» **EXERCISE**: The expected output is exactly the lines below, starting at the line with "Target: white cloud" and ending at the line with "Target: tropical vegetation", both included; no other line belongs in it.
***** AVAILABLE DATA
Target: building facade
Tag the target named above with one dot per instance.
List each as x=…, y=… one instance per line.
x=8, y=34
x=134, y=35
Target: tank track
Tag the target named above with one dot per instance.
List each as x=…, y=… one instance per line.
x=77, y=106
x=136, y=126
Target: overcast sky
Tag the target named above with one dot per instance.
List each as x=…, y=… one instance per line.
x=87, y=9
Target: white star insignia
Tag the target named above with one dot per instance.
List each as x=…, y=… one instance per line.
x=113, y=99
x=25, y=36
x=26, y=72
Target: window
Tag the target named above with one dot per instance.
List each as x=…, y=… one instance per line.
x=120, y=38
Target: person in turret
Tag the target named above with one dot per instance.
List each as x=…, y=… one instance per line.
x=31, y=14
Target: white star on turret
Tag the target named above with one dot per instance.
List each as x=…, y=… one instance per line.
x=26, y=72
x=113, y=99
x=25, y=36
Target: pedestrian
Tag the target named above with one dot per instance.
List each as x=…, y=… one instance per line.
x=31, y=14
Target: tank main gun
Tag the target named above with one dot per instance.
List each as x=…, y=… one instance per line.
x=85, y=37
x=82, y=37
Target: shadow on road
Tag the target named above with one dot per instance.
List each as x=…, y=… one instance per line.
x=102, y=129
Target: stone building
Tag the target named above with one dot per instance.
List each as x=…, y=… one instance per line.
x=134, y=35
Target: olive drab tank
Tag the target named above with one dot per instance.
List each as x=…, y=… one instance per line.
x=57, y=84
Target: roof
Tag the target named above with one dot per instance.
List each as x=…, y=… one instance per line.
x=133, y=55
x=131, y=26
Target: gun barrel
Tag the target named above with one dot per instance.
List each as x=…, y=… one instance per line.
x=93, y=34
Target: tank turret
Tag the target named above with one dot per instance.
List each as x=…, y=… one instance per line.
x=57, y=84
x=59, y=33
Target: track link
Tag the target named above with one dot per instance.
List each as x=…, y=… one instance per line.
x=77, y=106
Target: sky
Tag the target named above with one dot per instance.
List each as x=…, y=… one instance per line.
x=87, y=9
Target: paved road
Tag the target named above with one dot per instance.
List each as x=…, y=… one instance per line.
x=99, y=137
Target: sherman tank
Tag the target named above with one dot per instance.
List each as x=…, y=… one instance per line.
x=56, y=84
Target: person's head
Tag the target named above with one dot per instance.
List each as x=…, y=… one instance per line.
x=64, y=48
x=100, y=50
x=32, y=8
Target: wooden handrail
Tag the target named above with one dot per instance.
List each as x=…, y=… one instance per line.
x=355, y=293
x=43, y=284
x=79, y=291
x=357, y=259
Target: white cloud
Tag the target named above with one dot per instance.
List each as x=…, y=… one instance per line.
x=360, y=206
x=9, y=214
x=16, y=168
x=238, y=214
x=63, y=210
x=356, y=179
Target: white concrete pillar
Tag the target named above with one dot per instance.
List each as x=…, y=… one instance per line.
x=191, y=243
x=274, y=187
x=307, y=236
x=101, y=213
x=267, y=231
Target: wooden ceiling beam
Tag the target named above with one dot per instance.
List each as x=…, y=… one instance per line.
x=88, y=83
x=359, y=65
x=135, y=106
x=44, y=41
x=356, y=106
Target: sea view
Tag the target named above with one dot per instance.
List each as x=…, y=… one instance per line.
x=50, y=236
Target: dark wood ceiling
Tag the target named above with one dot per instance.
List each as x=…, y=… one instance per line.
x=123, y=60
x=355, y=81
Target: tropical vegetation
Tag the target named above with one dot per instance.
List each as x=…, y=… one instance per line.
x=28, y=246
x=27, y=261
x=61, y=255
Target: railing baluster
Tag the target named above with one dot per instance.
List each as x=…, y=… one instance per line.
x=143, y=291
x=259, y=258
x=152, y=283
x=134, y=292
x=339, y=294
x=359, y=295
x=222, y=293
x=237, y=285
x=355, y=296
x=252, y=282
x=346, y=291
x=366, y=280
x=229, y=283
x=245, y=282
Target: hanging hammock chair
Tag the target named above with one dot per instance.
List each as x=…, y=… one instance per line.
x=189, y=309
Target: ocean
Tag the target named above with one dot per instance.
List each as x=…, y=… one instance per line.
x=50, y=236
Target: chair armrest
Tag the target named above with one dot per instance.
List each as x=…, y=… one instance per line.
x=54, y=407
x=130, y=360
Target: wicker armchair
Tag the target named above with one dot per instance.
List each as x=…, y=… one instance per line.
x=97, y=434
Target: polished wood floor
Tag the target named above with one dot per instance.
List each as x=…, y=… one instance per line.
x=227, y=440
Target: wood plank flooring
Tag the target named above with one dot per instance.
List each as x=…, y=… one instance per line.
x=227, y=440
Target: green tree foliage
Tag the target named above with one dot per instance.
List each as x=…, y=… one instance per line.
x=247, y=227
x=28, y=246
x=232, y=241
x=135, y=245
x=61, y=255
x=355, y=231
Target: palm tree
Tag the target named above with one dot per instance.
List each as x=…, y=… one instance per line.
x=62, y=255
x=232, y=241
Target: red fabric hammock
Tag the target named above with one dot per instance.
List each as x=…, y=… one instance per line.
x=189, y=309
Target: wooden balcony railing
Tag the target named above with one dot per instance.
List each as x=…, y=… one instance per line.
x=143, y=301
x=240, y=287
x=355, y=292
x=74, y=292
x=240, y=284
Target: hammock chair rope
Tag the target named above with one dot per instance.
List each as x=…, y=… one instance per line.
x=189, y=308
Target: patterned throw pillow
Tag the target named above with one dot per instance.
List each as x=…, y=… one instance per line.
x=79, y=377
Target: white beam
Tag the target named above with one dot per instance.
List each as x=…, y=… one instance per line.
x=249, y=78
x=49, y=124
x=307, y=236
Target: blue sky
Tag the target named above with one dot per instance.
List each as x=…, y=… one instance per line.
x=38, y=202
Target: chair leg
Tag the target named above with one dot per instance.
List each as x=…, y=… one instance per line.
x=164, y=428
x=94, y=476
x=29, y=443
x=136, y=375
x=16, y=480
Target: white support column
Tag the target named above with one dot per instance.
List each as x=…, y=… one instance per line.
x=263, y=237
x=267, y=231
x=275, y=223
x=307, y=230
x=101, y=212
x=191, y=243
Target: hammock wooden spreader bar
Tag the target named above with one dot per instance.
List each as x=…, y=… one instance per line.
**********
» **RESPONSE**:
Target: white cloud
Tag the target named above with one dot per instance.
List each as x=…, y=… one instance per line.
x=360, y=206
x=9, y=214
x=16, y=168
x=238, y=214
x=63, y=210
x=356, y=179
Target: white concrete pillar
Tag the target named above with one dot per instance.
List each as x=…, y=… one instance per line.
x=191, y=243
x=274, y=187
x=307, y=236
x=101, y=213
x=267, y=231
Target: wooden ceiling beam
Tag the target named above with one dot per instance.
List each as x=…, y=… one instance per line.
x=88, y=83
x=359, y=65
x=135, y=106
x=44, y=41
x=356, y=106
Target: sea view
Tag the target named above with one dot per instance.
List each as x=…, y=… one instance per line.
x=50, y=236
Target: dark wood ceiling
Tag the target named above with one dot per instance.
List each as x=…, y=… one instance per line.
x=123, y=60
x=355, y=81
Target: tropical vegetation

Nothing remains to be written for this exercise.